Document extract:
Skip to main content

Model Repository

The model repository is a file-system based repository of the models that Triton will make available for inferencing. This guide covers how to organize, configure, and manage models in the repository.

Repository Structure

Basic Structure

model_repository/
├── model_1/
│ ├── config.pbtxt
│ ├── 1/
│ │ └── model.onnx
│ └── 2/
│ └── model.onnx
├── model_2/
│ ├── config.pbtxt
│ └── 1/
│ └── model.savedmodel/
└── model_3/
├── config.pbtxt
└── 1/
└── model.pt

Key Components

  1. Model Directory: Named after the model (e.g., resnet50)
  2. Version Directories: Numeric directories (1, 2, 3, etc.)
  3. Model Files: The actual model artifacts
  4. Configuration File: config.pbtxt (optional but recommended)

Model Configuration

Minimal Configuration

For many models, Triton can auto-generate configuration:

name: "my_model"
platform: "onnxruntime_onnx"

Complete Configuration Example

name: "resnet50"
platform: "onnxruntime_onnx"
backend: "onnxruntime"
max_batch_size: 8
default_model_filename: "model.onnx"

# Input specification
input [
{
name: "input_image"
data_type: TYPE_FP32
format: FORMAT_NCHW
dims: [ 3, 224, 224 ]
}
]

# Output specification
output [
{
name: "predictions"

Stored data:

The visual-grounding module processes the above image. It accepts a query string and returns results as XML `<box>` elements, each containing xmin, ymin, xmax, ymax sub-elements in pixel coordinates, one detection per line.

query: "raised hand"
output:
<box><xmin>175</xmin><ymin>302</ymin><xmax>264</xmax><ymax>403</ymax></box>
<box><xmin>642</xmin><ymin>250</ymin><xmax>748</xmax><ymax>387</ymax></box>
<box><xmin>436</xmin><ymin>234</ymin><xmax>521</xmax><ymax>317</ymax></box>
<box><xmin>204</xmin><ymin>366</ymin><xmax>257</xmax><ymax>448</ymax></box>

* * *

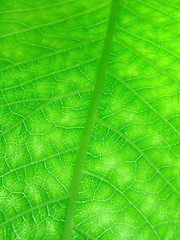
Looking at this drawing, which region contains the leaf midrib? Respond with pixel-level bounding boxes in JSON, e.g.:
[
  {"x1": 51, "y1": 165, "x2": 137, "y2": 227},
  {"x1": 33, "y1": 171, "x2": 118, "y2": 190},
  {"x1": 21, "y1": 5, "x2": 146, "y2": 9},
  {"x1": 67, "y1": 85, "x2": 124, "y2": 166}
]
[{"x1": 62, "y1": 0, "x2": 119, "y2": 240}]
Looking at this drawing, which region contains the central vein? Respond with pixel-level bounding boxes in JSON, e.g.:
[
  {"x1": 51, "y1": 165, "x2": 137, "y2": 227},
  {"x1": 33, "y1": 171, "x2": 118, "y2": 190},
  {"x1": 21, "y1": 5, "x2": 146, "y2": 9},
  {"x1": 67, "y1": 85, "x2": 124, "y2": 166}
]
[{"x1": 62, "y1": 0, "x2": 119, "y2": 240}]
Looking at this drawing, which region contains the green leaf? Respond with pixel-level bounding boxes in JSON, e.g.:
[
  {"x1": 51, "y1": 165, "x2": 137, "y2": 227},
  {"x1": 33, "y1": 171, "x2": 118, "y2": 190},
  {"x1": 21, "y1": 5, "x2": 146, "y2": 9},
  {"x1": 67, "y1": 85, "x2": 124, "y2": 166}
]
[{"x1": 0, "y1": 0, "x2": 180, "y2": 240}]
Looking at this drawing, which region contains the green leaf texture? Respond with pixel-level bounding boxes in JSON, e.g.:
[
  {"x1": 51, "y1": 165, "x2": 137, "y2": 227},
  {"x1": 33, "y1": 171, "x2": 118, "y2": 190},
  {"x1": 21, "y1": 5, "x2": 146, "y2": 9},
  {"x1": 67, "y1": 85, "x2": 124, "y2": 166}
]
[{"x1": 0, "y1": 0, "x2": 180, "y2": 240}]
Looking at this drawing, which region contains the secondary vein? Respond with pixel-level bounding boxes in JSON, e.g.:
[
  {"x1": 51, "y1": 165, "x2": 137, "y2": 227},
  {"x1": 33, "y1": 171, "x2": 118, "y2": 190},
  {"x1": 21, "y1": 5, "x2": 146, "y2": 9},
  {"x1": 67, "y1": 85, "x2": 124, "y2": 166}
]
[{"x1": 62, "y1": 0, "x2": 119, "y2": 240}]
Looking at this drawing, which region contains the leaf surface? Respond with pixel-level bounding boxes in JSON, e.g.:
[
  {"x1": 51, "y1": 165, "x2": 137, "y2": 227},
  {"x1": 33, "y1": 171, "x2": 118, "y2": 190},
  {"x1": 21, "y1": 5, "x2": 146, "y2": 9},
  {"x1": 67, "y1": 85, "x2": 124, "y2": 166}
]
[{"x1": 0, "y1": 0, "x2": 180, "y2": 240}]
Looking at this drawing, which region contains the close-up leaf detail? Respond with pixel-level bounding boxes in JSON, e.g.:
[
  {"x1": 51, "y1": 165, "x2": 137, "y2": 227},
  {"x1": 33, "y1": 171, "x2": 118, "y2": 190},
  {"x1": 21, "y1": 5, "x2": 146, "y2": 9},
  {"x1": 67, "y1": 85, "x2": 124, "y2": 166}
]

Exercise tasks:
• a. Answer these questions about the model repository page, each on its own line:
(i) What is the configuration file called, and is it required?
(ii) What max_batch_size does the complete configuration example set?
(iii) Which model file sits in the version 1 directory of model_3?
• b. Retype the part of the model repository page starting at "1. Model Directory: Named" and ending at "(optional but recommended)".

The answers:
• a.
(i) config.pbtxt; it is optional but recommended.
(ii) 8
(iii) model.pt

• b.
1. Model Directory: Named after the model (e.g., resnet50)
  2. Version Directories: Numeric directories (1, 2, 3, etc.)
  3. Model Files: The actual model artifacts
  4. Configuration File: config.pbtxt (optional but recommended)